Instruction: Rewrite the data below as a two-column CSV with the headers "prompt" and "answer," one row per entry. Put each field in double quotes and replace any line breaks with spaces.

(Data excerpted from a collection)
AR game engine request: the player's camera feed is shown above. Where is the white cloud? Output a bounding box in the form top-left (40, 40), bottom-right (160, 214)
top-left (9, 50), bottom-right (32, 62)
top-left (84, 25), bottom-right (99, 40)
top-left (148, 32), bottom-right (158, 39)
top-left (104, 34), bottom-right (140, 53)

Output below:
prompt,answer
"AR game engine request: the player's camera feed is shown above. Where is the white cloud? Output a bounding box in the form top-left (40, 40), bottom-right (160, 214)","top-left (9, 50), bottom-right (32, 62) top-left (84, 25), bottom-right (99, 40) top-left (148, 32), bottom-right (158, 39) top-left (104, 34), bottom-right (140, 53)"